→ **Stated exercise**
Turn the records into a numbered list, running from the start of the records up to and including the line with "x=1117, y=507". Leave out blank lines and the pictures.

→ **Supplied material**
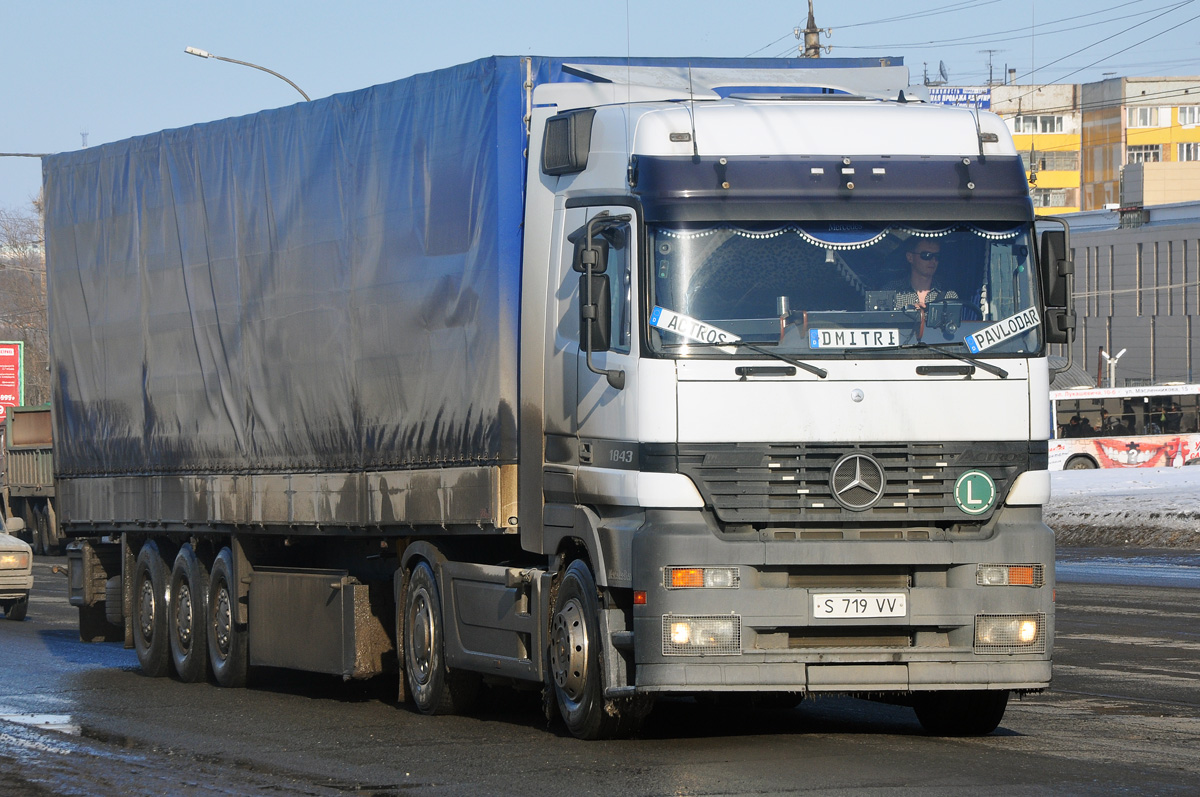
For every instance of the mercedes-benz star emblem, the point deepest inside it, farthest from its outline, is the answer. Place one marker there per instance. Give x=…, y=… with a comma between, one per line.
x=857, y=481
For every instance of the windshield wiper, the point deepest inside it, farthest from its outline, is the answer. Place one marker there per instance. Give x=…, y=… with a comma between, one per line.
x=808, y=366
x=937, y=347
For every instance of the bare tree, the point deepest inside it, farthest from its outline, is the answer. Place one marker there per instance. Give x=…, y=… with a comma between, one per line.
x=23, y=294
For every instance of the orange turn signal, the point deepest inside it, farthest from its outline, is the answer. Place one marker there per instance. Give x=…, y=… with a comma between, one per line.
x=1020, y=575
x=687, y=577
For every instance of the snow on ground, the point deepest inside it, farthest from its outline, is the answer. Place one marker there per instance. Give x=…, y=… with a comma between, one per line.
x=1117, y=507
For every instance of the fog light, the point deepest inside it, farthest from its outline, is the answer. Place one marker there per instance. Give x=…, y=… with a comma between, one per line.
x=1011, y=634
x=709, y=635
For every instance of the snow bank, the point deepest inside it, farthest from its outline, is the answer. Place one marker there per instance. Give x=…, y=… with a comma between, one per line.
x=1119, y=507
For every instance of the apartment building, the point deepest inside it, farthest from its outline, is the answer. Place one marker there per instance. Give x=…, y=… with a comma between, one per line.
x=1047, y=131
x=1140, y=139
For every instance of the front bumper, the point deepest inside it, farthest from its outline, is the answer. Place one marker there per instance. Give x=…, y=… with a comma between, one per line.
x=15, y=585
x=781, y=646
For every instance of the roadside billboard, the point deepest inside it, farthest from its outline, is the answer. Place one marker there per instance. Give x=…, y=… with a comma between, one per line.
x=12, y=376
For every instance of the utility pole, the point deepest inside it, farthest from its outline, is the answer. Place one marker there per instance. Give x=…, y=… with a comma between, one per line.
x=811, y=37
x=990, y=53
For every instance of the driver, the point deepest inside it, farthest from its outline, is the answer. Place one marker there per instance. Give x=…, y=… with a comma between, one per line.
x=921, y=287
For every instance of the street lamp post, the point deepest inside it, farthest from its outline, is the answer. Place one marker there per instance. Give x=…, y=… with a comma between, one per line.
x=1113, y=365
x=197, y=52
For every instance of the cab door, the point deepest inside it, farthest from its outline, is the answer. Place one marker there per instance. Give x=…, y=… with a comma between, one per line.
x=605, y=418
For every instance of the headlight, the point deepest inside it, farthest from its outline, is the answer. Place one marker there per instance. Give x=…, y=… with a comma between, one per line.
x=701, y=577
x=1011, y=634
x=709, y=635
x=1011, y=575
x=13, y=561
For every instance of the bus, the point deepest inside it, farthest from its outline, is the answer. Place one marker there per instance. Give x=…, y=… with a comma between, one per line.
x=1146, y=426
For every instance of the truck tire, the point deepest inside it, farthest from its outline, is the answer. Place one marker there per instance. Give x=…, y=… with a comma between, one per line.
x=16, y=609
x=436, y=688
x=960, y=713
x=576, y=664
x=33, y=526
x=150, y=611
x=42, y=533
x=189, y=617
x=227, y=640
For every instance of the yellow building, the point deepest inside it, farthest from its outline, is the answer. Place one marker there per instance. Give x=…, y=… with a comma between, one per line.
x=1047, y=131
x=1140, y=121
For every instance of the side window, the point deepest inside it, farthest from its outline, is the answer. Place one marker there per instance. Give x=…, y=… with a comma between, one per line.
x=621, y=293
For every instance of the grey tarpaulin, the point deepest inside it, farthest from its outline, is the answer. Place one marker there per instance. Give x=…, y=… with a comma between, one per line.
x=331, y=285
x=328, y=286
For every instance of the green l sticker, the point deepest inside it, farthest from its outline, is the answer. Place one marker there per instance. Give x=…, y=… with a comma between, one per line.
x=975, y=492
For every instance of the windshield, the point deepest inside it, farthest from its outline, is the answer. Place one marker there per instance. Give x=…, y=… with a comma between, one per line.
x=829, y=288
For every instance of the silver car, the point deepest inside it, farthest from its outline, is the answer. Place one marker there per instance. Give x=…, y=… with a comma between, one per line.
x=16, y=571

→ **Result of the task**
1. For every instance of the mercedes-benz star emblem, the point deepest inside it, farthest from its outline, is the answer. Place one marker there per instance. Give x=…, y=… with a comma between, one per line.
2. x=857, y=481
3. For every instance of the windshield wiper, the point deepest inside it, farthest from its outline, is the answer. Place one marker there per instance. Give x=…, y=… with a comma between, one per line.
4. x=808, y=366
5. x=937, y=347
6. For every instance of the bare tree, the point deepest inside it, farthest from its outline, is the answer. Place one marker there per instance. Give x=…, y=… with a comma between, one per line.
7. x=23, y=294
8. For every instance of the orange turn signal, the point deepest inside it, farthest from its outline, is the answer. Place one marker there per instance. Give x=…, y=… with a comma between, one per line.
9. x=1020, y=575
10. x=687, y=577
11. For every instance of the snow on ground, the point deepest inside it, farthest from its outline, is the answer. Place one marker there per instance. Give x=…, y=… with a comma between, one per line.
12. x=1117, y=507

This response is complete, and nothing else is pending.